Exercise:
Render the items from the line with "of the bush" through the line with "<point>20,136</point>" as a two-column CSV headed item and answer, with one row per item. Put each field in double quotes and turn any line breaks into spaces.

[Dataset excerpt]
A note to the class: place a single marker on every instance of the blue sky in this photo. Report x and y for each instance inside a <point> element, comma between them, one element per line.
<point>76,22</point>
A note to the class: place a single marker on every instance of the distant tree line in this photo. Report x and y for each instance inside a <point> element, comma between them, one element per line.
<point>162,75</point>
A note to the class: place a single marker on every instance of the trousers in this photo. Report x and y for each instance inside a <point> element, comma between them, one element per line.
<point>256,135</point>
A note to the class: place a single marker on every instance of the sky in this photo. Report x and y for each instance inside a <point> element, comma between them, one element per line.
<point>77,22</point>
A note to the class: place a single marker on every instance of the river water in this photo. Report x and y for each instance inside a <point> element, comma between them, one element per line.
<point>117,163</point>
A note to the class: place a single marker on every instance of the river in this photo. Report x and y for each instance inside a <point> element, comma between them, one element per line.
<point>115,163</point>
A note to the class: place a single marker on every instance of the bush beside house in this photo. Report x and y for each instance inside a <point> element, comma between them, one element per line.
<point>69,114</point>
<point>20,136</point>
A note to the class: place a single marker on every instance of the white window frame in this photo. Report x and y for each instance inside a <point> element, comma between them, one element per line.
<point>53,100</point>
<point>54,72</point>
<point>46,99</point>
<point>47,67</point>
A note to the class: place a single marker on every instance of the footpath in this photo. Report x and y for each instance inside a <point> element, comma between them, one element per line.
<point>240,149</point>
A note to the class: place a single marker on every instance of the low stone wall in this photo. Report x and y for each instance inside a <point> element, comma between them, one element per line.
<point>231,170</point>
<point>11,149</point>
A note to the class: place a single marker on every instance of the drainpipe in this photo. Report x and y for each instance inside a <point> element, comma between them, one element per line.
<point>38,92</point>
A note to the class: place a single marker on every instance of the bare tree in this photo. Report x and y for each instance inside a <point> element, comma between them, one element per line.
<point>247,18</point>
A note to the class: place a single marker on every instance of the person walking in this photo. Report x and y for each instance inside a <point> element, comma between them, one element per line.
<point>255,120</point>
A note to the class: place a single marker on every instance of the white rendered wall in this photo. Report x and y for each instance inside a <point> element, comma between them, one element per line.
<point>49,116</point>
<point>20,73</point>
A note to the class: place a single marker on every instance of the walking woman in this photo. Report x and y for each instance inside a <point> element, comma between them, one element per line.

Answer to this task:
item,answer
"A note to the class: place a single marker on every instance of the bush beside house in this photo. Report x and y for each instance inside a <point> element, comma between them, one element per line.","<point>69,114</point> <point>20,136</point>"